[Start of section]
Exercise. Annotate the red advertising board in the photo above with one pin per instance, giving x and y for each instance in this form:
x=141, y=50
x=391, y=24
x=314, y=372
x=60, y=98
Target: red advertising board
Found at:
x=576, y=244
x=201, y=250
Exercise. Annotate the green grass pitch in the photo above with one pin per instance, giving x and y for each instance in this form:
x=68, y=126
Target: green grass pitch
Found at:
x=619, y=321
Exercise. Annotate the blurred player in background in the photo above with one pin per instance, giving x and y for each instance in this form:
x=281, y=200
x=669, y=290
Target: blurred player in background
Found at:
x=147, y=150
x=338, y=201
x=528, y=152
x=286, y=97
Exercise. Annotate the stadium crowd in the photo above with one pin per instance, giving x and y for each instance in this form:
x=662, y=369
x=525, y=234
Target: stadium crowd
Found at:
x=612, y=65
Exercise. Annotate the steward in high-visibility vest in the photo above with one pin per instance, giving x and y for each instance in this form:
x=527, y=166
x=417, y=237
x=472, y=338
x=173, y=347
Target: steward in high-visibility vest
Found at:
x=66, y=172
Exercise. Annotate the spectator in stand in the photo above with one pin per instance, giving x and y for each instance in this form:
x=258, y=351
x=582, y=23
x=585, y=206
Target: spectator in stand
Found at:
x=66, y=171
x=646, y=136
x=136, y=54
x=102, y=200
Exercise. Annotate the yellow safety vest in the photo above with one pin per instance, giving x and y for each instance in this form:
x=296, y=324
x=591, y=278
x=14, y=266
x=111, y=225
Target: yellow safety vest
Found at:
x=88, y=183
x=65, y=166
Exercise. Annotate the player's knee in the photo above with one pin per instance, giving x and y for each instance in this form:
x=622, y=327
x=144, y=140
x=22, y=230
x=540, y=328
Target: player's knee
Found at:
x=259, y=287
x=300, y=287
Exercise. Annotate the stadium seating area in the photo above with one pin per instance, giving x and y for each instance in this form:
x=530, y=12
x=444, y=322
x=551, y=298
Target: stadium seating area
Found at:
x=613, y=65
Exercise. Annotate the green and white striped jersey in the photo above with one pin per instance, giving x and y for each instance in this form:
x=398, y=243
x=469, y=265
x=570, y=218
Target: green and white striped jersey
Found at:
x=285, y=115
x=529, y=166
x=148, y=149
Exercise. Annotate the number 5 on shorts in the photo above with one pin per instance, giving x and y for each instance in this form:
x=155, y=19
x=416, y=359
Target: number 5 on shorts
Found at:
[End of section]
Report every line of the entries that carries the word "white".

■ **RESPONSE BOX**
Exercise. Annotate the green and white striped jersey in the photo above with one pin per instance, giving x and y for each instance in this form:
Target: green and white striped jersey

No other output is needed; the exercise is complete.